Records from a collection
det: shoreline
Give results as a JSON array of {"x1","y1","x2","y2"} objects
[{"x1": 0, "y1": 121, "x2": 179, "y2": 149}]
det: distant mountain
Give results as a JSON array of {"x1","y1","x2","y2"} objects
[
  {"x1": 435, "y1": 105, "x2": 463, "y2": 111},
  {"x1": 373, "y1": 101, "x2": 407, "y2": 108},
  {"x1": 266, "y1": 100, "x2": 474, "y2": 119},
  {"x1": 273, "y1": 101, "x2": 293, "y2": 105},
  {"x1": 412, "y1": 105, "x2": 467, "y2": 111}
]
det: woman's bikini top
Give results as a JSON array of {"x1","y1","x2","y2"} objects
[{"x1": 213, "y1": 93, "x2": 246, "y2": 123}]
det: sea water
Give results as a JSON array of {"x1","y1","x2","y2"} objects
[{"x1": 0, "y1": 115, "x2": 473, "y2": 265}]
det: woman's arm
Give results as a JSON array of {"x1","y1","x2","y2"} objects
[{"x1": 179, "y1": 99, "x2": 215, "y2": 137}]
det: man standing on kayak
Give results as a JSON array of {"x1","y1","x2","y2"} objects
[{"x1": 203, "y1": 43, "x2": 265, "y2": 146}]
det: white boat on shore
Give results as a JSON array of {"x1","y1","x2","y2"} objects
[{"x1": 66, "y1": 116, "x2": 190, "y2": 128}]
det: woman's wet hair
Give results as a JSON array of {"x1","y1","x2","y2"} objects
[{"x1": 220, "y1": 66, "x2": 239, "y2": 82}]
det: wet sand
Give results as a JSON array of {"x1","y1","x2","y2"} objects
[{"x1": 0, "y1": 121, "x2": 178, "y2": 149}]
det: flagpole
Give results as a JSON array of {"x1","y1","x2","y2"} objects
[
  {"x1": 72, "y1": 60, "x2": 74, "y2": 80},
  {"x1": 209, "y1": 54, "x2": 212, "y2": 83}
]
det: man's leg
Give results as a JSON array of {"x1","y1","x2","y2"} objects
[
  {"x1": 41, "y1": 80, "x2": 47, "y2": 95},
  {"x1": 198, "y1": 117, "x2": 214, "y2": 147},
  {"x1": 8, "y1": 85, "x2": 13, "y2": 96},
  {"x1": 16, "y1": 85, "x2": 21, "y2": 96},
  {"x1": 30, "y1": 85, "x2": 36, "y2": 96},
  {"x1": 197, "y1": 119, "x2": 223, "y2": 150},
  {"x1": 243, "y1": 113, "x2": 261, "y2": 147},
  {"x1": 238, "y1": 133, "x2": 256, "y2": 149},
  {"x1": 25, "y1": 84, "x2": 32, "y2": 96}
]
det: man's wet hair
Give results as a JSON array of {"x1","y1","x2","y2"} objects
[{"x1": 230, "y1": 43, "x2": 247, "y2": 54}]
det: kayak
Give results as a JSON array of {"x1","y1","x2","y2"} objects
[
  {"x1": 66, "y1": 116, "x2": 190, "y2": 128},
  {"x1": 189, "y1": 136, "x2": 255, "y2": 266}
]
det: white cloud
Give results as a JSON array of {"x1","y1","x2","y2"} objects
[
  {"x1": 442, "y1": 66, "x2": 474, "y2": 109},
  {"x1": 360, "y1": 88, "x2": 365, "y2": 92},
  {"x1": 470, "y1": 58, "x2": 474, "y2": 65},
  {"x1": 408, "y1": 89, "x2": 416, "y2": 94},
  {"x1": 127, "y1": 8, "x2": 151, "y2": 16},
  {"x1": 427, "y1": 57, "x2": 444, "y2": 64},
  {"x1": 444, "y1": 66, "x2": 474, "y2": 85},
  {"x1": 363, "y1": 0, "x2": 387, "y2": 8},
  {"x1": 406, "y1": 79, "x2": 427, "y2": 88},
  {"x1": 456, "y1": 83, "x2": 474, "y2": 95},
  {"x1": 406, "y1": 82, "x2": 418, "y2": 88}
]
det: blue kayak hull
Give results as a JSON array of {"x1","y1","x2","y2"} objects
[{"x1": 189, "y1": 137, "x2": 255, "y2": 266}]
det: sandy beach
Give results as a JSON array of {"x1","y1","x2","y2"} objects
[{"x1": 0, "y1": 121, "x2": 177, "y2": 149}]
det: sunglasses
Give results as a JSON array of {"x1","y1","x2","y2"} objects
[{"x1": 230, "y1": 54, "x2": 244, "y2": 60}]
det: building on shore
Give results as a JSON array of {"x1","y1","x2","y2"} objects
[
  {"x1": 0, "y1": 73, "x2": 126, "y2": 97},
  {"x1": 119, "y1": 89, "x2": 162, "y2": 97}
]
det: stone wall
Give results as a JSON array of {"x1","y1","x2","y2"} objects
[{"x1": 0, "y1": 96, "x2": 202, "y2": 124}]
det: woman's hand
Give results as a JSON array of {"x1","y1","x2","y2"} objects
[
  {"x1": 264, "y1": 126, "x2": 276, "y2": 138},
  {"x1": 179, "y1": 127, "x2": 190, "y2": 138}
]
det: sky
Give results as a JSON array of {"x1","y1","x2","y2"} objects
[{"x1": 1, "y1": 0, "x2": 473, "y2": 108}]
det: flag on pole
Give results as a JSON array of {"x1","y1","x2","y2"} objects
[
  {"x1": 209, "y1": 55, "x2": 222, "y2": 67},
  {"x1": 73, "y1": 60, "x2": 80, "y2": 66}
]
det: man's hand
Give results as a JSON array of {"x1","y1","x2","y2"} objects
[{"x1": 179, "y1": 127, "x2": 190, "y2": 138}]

_What to do_. List every line above that contains the word "kayak".

_Result_.
det: man standing on kayak
det: kayak
det: blue kayak hull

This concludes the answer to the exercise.